Aim: Starting at the beginning of the records and ending at the line containing "[[[680,316],[685,222],[483,242],[483,310]]]", write those lines again with the requests included, rescaling every coordinate in the answers by 1.3 and rounding to whole numbers with halves rounded up. Leave the pictures out.

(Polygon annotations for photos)
━━━━━━━━━━━━━━━━━━━━━━━━━━━━━━

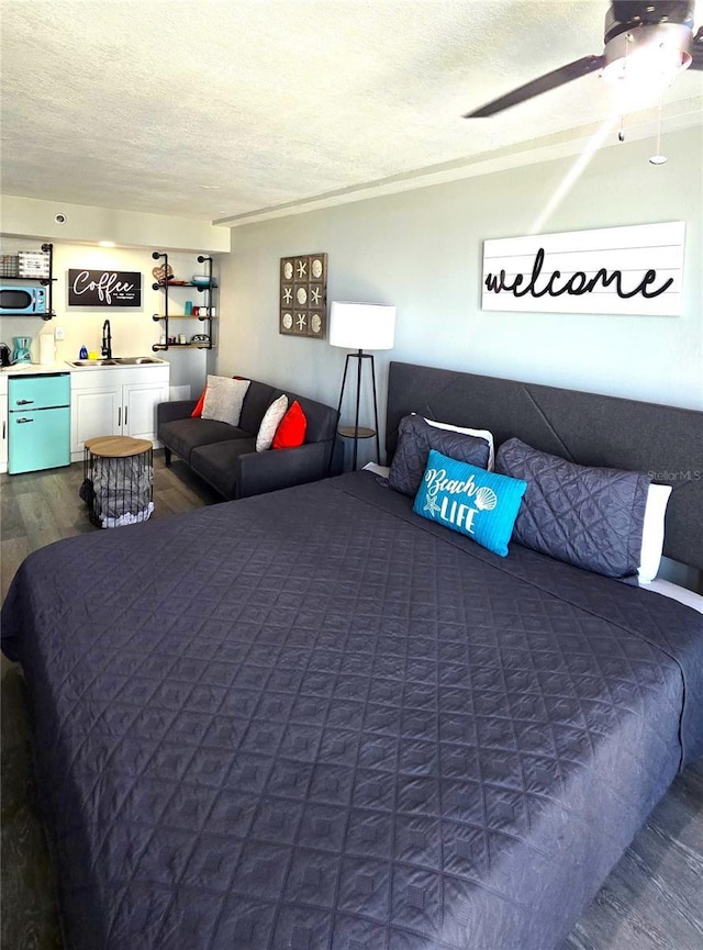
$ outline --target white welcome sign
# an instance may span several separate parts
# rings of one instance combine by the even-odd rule
[[[680,316],[685,222],[483,242],[483,310]]]

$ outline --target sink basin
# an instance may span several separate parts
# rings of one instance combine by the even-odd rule
[[[69,359],[69,366],[118,366],[116,359]]]
[[[69,359],[66,360],[68,366],[148,366],[159,365],[163,359],[157,359],[153,356],[113,356],[103,357],[100,359]]]

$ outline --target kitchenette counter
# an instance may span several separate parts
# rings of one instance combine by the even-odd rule
[[[38,432],[36,420],[44,421],[45,416],[48,418],[43,406],[37,406],[41,412],[36,417],[31,417],[29,412],[25,412],[35,401],[33,392],[30,392],[29,398],[23,392],[22,402],[16,403],[16,399],[13,402],[13,398],[8,394],[8,389],[16,389],[26,383],[43,393],[46,387],[53,382],[58,384],[63,378],[68,396],[66,405],[62,402],[60,406],[56,406],[66,416],[62,444],[70,454],[67,461],[80,461],[86,439],[96,436],[129,435],[157,444],[156,406],[160,402],[168,402],[169,376],[168,360],[152,356],[114,357],[109,361],[56,360],[2,367],[0,472],[9,468],[11,473],[16,473],[64,463],[56,462],[52,457],[45,466],[46,460],[40,452],[40,442],[43,444],[47,438],[27,437],[27,434],[31,436],[31,433]],[[21,417],[15,412],[19,406]],[[34,422],[34,425],[29,425],[30,422]],[[12,431],[10,423],[14,424]],[[58,431],[58,427],[54,426],[51,432],[54,429]],[[24,437],[21,437],[20,433],[23,433]],[[8,463],[8,455],[12,456],[11,466]],[[34,469],[27,466],[34,466]]]
[[[146,362],[137,362],[137,360],[147,360]],[[124,362],[120,362],[119,360],[129,360]],[[57,360],[56,362],[18,362],[13,366],[3,366],[1,372],[4,376],[41,376],[43,373],[52,373],[52,372],[94,372],[96,370],[105,370],[105,369],[132,369],[134,367],[147,369],[148,367],[155,366],[168,366],[168,360],[159,359],[155,356],[149,357],[115,357],[115,362],[111,365],[105,365],[101,362],[94,362],[89,366],[75,366],[75,362],[79,360]]]

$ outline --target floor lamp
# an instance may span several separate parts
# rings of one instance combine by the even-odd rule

━━━━━━━━━━━━━━━━━━━━━━━━━━━━━━

Response for this exercise:
$ outline --target white welcome sign
# an instance may span several separate parts
# rings of one instance combine by the even-odd rule
[[[884,411],[891,289],[628,315],[628,403]]]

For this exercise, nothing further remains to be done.